◆ Given instruction ◆
Extract each of the rows below that contains the string "window". Treat uppercase and lowercase letters as distinct.

■ ■ ■ ■

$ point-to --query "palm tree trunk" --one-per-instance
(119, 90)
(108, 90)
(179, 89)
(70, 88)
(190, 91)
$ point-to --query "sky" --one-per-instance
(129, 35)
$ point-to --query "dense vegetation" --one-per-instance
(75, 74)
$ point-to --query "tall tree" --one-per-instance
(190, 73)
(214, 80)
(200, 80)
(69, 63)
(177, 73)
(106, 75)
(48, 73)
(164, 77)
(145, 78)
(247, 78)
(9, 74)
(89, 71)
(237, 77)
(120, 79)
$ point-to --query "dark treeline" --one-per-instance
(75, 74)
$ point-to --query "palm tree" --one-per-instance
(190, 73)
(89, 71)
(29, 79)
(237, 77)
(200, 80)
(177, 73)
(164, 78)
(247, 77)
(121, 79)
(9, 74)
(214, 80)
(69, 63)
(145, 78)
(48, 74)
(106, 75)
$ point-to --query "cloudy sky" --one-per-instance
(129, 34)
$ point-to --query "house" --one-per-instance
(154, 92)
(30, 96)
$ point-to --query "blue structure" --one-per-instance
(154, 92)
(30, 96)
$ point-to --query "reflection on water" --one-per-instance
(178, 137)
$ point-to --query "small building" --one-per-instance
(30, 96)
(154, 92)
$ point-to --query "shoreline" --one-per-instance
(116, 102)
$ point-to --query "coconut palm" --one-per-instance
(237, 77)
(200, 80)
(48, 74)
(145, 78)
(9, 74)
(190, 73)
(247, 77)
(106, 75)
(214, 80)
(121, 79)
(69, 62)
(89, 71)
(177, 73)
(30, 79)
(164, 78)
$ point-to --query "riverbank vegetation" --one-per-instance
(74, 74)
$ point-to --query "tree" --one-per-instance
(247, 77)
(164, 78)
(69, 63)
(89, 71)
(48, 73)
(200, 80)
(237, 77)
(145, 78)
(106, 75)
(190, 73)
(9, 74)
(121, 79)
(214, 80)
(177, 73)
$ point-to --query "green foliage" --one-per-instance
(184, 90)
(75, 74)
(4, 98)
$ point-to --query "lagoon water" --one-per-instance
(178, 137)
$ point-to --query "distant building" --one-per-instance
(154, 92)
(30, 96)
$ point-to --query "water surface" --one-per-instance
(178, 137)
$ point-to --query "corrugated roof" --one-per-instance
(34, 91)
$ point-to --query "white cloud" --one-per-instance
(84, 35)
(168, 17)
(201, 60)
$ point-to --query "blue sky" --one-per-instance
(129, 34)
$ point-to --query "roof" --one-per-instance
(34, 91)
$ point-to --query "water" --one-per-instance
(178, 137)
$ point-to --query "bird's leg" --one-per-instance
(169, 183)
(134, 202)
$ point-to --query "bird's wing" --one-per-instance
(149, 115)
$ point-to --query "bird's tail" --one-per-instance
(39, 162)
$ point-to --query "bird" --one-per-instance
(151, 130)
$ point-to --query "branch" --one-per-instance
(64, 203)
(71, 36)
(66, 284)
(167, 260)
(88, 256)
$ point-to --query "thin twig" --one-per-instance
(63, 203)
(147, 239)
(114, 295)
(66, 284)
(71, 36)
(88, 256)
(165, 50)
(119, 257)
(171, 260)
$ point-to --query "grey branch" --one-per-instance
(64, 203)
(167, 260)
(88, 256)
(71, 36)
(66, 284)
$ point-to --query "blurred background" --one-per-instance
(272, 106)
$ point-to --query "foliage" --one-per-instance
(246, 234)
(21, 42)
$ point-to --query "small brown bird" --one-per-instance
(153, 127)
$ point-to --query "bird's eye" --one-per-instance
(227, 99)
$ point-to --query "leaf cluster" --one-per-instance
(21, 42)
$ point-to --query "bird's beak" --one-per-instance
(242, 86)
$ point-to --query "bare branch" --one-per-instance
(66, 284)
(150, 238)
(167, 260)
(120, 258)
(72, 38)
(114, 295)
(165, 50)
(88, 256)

■ ■ ■ ■

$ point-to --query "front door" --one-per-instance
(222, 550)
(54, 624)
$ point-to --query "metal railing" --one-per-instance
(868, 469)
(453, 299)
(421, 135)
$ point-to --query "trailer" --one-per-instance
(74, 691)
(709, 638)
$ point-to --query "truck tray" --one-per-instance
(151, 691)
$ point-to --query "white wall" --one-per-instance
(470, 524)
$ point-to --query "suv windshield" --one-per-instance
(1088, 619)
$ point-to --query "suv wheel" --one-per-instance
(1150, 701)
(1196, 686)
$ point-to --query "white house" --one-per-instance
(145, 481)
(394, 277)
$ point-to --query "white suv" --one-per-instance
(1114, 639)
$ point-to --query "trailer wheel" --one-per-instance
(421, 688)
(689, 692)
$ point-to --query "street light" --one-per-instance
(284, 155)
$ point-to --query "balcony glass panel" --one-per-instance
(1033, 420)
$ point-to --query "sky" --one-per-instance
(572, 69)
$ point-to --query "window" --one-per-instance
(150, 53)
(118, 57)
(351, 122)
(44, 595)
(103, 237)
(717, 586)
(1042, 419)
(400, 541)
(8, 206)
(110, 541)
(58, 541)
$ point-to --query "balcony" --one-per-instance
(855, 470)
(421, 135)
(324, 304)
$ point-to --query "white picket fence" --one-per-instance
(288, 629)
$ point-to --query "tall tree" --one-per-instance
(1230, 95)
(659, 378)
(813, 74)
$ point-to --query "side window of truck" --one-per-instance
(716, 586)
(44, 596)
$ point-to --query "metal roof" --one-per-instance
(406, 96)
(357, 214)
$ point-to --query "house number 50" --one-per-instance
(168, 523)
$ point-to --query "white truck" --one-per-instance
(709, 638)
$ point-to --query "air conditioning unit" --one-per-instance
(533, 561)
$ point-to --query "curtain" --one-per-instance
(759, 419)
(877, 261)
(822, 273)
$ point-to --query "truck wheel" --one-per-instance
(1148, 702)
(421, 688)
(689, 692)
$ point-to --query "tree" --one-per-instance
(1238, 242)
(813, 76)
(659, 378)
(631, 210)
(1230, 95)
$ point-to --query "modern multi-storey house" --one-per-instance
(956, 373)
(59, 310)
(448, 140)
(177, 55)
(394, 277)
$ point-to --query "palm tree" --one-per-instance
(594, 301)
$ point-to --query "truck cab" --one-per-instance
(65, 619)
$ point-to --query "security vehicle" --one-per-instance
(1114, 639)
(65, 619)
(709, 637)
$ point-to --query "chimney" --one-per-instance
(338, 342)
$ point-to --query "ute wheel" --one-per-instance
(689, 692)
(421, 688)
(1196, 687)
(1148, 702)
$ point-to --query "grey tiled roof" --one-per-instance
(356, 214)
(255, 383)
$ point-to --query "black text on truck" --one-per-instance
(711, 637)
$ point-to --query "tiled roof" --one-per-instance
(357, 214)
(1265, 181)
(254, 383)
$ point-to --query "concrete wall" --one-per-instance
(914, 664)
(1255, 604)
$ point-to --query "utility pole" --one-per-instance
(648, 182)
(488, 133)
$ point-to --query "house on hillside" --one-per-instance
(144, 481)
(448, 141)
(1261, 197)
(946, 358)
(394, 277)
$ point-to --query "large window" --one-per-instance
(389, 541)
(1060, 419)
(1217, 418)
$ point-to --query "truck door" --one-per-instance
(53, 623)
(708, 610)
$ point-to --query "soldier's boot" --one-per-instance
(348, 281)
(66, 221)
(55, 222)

■ ■ ■ ■

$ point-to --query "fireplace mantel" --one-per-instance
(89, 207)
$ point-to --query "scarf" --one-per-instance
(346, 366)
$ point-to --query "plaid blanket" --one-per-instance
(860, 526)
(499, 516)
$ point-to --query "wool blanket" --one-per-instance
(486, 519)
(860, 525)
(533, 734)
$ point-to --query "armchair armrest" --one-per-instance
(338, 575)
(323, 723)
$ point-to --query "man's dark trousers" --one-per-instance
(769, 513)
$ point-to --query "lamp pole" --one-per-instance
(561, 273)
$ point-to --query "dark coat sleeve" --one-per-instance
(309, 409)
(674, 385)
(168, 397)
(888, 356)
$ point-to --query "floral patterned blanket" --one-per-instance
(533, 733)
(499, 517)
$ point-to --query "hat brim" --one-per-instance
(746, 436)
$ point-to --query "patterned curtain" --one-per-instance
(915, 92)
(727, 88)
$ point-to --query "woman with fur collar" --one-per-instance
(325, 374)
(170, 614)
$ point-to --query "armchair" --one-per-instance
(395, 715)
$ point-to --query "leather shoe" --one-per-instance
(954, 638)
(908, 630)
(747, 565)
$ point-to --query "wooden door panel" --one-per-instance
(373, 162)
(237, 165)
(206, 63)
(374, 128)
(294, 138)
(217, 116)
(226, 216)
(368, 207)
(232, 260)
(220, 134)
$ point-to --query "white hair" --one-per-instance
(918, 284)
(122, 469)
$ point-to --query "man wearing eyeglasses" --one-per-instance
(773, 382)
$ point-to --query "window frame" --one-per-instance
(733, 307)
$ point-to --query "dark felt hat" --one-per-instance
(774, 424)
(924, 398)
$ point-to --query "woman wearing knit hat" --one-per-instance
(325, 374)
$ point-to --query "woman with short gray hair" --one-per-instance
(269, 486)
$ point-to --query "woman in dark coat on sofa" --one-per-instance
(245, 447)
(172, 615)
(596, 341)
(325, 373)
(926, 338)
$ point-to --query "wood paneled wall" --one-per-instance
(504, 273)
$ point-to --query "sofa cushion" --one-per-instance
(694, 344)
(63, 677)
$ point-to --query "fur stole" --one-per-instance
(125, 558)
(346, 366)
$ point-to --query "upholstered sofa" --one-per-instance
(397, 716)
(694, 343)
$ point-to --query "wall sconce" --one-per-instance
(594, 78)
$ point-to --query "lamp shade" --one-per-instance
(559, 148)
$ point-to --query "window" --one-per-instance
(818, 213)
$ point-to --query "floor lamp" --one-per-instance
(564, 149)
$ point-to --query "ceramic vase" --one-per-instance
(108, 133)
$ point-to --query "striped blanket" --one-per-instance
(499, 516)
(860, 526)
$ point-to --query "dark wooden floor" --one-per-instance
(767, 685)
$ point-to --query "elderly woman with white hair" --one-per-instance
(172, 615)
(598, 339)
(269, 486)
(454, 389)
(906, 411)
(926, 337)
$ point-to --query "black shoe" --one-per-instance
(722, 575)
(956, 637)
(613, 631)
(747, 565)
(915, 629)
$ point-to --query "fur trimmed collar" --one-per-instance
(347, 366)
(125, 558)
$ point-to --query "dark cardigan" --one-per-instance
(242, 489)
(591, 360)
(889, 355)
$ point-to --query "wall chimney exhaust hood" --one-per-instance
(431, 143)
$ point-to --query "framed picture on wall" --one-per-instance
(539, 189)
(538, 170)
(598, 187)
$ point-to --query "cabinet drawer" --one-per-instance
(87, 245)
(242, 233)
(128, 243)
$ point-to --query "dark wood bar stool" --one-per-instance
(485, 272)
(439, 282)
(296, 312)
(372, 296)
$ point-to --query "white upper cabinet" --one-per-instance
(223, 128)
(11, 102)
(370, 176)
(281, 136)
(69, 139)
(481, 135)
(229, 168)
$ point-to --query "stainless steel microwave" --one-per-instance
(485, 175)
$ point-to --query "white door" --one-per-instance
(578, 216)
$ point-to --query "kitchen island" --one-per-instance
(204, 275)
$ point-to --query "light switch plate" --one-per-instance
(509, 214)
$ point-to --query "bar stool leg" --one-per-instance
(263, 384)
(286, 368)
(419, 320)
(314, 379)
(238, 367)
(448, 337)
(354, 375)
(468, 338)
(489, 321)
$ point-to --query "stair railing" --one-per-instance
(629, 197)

■ ■ ■ ■

◆ Expected answer ◆
$ point-to --query "window" --one-per-instance
$ point-to --query "side window of truck" --one-per-instance
$ point-to --query "large window" --one-per-instance
$ point-to --query "window frame" --one-per-instance
$ point-to --query "window" --one-per-instance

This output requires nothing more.